**Examples of point labeling:**

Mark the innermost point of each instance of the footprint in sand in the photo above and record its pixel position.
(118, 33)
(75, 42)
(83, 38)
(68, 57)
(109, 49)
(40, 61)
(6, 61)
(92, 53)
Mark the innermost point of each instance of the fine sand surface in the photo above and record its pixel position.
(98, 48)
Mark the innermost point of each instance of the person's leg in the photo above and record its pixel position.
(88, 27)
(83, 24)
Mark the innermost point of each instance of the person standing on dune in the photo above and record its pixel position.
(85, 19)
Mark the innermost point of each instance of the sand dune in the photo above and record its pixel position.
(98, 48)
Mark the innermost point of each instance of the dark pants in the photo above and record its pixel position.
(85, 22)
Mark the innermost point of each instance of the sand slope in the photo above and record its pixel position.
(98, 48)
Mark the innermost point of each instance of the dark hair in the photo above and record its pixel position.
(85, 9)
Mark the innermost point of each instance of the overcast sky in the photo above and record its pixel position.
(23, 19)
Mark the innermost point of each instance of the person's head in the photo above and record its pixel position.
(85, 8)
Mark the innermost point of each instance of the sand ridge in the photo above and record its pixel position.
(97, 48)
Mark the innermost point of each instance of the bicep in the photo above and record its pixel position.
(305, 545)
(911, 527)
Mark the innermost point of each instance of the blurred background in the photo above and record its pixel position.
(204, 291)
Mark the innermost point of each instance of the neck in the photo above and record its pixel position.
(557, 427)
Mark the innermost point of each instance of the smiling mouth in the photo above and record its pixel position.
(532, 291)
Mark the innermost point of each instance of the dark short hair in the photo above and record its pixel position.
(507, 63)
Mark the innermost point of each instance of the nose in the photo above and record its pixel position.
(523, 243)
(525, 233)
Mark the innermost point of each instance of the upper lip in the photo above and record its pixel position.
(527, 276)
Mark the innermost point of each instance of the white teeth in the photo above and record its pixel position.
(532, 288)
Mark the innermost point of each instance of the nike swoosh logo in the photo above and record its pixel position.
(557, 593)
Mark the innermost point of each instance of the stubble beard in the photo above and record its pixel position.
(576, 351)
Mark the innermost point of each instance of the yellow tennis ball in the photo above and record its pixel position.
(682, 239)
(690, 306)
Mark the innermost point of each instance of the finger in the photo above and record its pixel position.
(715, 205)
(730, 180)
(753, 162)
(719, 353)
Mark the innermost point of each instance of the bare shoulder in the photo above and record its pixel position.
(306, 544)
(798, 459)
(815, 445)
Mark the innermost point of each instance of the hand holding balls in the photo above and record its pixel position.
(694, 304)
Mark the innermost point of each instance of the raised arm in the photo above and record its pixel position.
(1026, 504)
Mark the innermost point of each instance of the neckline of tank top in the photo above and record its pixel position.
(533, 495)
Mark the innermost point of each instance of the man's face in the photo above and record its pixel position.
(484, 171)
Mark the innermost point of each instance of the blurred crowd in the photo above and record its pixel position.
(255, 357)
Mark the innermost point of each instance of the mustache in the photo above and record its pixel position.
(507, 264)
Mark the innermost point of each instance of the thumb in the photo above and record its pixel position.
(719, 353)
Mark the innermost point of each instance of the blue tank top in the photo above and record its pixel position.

**WHAT TO WORK ON:**
Rewrite every line, starting at the line that contains "Mark the innermost point of each instance of the hand" and ending at the final line (both included), and shift every coordinate in the answers by adding -63 to it. Include no other lines.

**RESULT FOR THIS EXERCISE:**
Mark the innermost point of each instance of the hand holding balls in the photo above and record its pixel position.
(631, 241)
Mark the innermost point of each instance of the raised arm in the photo above and record its pixel position.
(963, 441)
Mark the innermost point of each instance of the neckline of tank top in the photo above and record its pixel position.
(470, 432)
Mark the innermost point of each instance of the man's face in the photo above and record its pixel position.
(421, 108)
Mark the innermost point of each instance of the blurred crowd in the photo above and record its pixel position.
(192, 294)
Mark the innermost point of each instance of the mustache in the photo above and record its pixel position.
(444, 201)
Mark the innermost point of each instance of the thumb in the photo above and record its pixel position.
(656, 290)
Mark the innermost point of each instance of the blue tank top in the photo above and record its pixel position.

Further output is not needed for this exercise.